We filed a registration statement on Form S-3 to register with the SEC the CCC securities we may offer and sell pursuant to this prospectus. This prospectus is a part of that registration statement. As allowed by SEC rules, this prospectus does not contain all the information you can find in the registration statement or the exhibits to the registration statement. You may obtain copies of the Form S-3 (and any amendments to those documents) in the manner described above.

 

Incorporation of SEC Filings

 

The SEC allows us to “incorporate by reference” information into this prospectus, which means that we can disclose important information to you by referring you to another document filed separately with the SEC. The information incorporated by reference is deemed to be part of this prospectus, except for any information superseded by information contained directly in this prospectus or in a later filed document incorporated by reference in this prospectus. This prospectus incorporates by reference the documents set forth below that we have previously filed with the SEC. These documents contain important information about CCC.
+ + + + +
**AIM OF THE TASK**
Repeat word for word the part of the prospectus passage that begins with "The SEC allows" and stops after "information about CCC.".
+ + + + +
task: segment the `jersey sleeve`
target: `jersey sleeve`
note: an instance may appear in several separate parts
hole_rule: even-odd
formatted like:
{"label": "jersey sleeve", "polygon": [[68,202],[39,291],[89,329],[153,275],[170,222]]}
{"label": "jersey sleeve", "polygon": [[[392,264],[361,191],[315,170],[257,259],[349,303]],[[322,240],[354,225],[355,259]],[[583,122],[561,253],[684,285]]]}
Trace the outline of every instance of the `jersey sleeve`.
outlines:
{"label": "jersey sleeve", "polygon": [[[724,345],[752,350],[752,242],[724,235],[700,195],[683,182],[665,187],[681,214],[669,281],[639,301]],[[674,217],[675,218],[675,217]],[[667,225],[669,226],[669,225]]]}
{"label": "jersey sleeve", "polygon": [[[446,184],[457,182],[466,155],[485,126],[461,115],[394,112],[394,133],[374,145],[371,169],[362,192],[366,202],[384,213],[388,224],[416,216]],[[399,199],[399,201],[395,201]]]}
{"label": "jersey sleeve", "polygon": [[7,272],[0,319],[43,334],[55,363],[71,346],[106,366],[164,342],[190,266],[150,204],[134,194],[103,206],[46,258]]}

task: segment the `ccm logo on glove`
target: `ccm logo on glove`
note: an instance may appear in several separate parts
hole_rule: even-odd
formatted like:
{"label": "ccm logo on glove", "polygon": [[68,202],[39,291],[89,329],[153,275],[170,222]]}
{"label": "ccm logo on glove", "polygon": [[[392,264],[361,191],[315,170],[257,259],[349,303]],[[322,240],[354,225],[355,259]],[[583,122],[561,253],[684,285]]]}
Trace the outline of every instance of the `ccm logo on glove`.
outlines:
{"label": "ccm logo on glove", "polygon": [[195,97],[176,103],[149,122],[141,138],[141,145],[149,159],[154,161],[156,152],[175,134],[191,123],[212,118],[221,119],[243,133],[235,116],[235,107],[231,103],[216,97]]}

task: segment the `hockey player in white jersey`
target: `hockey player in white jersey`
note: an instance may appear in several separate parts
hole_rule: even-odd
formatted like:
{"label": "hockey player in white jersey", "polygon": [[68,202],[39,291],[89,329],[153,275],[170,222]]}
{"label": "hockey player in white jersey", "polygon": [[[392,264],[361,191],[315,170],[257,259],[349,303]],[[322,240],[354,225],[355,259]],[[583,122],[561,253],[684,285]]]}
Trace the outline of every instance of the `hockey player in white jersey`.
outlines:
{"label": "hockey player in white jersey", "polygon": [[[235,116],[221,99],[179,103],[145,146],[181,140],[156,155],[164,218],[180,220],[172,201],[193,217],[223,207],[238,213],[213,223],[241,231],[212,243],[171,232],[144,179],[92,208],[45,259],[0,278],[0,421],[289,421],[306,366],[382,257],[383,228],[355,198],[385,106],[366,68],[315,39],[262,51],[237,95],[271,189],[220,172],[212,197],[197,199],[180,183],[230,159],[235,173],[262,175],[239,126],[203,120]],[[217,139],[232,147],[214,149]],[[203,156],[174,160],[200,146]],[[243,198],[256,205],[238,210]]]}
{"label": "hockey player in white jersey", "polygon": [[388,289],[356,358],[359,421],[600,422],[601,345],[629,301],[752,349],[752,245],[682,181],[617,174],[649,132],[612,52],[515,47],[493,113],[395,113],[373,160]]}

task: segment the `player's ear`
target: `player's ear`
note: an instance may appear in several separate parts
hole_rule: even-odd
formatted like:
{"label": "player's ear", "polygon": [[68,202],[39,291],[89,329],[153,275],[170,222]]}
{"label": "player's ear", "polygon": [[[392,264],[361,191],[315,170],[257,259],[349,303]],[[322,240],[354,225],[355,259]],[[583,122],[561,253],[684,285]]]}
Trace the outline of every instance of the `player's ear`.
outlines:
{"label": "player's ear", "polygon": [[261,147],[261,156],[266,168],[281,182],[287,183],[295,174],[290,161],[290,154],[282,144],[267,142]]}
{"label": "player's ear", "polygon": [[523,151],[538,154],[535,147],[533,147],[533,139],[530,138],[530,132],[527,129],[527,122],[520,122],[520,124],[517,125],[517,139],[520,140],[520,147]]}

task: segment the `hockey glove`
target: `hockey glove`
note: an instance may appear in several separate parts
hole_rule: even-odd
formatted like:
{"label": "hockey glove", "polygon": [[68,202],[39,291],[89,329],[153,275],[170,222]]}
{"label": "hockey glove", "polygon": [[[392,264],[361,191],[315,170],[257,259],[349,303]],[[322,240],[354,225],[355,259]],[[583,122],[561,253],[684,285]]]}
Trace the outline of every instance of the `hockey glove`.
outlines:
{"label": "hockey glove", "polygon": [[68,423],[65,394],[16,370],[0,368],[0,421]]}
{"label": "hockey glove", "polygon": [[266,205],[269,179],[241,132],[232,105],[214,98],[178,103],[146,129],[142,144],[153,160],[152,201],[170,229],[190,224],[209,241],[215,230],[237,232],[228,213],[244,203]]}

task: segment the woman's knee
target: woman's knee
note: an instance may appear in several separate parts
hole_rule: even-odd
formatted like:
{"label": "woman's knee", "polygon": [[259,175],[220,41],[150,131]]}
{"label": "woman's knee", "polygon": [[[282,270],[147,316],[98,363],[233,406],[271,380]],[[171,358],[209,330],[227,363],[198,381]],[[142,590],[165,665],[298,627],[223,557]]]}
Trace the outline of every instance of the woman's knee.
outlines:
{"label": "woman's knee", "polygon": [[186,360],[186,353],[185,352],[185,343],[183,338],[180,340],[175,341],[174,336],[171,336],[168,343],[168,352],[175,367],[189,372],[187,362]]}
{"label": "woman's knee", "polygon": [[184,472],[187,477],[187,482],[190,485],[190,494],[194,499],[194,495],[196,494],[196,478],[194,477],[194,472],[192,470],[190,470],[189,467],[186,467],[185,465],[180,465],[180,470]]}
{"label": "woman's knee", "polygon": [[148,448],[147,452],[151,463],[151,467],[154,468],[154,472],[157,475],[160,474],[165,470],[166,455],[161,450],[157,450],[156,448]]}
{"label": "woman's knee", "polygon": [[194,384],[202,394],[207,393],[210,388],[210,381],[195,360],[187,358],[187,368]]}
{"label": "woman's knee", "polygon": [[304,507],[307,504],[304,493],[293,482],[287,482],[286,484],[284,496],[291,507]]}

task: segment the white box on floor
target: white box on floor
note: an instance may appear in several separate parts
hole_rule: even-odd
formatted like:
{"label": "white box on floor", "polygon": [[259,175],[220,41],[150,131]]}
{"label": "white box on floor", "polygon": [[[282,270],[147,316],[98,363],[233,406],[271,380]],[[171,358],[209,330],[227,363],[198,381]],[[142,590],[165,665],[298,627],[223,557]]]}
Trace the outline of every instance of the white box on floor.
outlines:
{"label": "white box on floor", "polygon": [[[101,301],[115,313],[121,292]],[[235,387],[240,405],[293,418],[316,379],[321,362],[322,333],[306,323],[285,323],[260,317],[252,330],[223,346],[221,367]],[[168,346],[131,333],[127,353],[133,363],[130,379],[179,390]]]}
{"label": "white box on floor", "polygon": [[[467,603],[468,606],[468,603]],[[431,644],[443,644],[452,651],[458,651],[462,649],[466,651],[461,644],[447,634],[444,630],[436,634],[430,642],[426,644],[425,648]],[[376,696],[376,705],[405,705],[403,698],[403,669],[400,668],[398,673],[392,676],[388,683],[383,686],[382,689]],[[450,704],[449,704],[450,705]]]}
+ + + + +
**TASK RESPONSE**
The SEC allows us to “incorporate by reference” information into this prospectus, which means that we can disclose important information to you by referring you to another document filed separately with the SEC. The information incorporated by reference is deemed to be part of this prospectus, except for any information superseded by information contained directly in this prospectus or in a later filed document incorporated by reference in this prospectus. This prospectus incorporates by reference the documents set forth below that we have previously filed with the SEC. These documents contain important information about CCC.